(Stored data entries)
....

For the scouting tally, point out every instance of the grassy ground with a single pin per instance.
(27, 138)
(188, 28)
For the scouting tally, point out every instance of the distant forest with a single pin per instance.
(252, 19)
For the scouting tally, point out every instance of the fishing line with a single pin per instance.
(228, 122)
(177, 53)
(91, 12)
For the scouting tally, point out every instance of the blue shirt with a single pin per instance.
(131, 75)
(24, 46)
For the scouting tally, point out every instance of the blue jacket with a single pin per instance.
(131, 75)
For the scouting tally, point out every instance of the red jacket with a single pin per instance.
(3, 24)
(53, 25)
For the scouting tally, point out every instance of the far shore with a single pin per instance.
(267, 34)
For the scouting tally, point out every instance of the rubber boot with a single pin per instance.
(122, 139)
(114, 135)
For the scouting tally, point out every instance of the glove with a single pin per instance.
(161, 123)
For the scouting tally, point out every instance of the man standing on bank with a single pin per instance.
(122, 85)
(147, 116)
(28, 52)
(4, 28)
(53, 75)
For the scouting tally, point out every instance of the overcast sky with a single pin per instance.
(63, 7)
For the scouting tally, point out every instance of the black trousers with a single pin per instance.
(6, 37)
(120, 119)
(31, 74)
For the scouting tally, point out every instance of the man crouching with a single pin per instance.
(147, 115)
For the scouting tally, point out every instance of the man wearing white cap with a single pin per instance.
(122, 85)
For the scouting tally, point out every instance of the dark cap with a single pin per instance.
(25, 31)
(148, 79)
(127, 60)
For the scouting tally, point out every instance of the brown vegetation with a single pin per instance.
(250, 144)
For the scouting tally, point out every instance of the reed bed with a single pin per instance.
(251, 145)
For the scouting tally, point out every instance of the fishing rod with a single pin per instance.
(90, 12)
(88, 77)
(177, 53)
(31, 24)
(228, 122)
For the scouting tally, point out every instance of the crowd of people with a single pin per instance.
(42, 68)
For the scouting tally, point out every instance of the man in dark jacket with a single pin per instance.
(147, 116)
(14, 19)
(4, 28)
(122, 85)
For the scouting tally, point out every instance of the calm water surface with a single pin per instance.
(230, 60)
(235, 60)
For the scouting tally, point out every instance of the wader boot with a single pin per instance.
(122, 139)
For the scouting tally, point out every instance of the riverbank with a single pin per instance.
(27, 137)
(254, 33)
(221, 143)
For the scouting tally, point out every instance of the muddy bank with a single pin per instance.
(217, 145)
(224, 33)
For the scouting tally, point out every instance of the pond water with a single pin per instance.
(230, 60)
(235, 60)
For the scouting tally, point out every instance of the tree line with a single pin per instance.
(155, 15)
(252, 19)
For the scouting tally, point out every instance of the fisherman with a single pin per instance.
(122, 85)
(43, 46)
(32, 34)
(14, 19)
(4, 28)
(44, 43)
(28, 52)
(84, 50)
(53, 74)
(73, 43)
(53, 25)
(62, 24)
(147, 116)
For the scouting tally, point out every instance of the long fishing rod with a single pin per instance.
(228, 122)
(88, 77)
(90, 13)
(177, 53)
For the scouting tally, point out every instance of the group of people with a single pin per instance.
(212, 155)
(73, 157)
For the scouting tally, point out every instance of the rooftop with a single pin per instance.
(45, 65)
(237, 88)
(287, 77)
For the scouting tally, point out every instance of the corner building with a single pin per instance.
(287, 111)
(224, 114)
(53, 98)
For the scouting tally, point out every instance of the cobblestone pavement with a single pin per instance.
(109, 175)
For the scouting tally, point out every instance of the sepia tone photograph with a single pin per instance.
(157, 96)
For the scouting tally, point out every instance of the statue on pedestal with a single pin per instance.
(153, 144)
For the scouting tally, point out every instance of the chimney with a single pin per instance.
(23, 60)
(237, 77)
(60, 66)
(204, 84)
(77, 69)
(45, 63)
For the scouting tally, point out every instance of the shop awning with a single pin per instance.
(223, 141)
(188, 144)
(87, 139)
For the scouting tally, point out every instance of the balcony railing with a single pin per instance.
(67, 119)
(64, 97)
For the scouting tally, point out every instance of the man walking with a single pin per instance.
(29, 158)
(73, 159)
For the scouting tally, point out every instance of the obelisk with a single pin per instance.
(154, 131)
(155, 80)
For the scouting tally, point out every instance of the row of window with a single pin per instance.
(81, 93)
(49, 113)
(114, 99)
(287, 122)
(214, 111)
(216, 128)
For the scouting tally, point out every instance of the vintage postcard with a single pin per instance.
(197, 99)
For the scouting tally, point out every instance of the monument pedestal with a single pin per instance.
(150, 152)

....

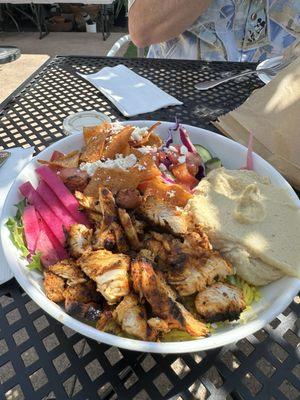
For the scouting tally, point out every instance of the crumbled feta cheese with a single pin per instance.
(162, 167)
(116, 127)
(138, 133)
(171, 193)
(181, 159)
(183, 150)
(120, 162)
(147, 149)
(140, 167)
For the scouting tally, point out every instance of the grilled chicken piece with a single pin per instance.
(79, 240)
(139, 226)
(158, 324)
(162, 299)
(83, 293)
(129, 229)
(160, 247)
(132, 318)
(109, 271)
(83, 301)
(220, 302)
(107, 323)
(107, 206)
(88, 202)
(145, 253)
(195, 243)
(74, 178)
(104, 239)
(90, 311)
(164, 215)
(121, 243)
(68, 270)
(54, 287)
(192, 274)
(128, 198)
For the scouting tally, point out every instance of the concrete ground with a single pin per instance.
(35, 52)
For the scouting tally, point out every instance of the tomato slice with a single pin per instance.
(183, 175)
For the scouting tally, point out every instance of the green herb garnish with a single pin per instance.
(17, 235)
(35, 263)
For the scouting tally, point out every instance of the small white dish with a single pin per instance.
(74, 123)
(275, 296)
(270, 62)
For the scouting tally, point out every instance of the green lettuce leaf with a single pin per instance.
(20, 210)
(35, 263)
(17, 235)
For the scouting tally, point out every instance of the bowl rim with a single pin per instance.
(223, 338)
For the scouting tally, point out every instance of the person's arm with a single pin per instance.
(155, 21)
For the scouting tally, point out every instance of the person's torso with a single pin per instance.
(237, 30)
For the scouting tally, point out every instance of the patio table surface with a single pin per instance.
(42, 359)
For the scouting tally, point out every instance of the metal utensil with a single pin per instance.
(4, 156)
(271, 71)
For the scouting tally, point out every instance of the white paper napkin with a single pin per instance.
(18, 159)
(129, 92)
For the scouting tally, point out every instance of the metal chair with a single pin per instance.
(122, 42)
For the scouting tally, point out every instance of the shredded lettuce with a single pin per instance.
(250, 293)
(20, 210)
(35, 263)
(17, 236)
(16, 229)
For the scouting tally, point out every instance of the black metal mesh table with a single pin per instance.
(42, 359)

....

§ **Aim of the task**: How many lines in the data above contain the string "dark"? Reply with only the number.

§ **Finished exercise**: 2